** Begin DATASET RECORDS **

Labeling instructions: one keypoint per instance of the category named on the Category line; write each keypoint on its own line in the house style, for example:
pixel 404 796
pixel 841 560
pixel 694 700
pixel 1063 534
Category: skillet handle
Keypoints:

** End DATASET RECORDS **

## EXERCISE
Rewrite the listing above, replacing "skillet handle" with "pot handle" and leaving everything else unchanged.

## RESPONSE TO THIS EXERCISE
Labeling instructions: one keypoint per instance of the category named on the Category line; write each keypoint on its own line in the house style, for example:
pixel 404 796
pixel 841 560
pixel 694 700
pixel 1063 534
Category: pot handle
Keypoints:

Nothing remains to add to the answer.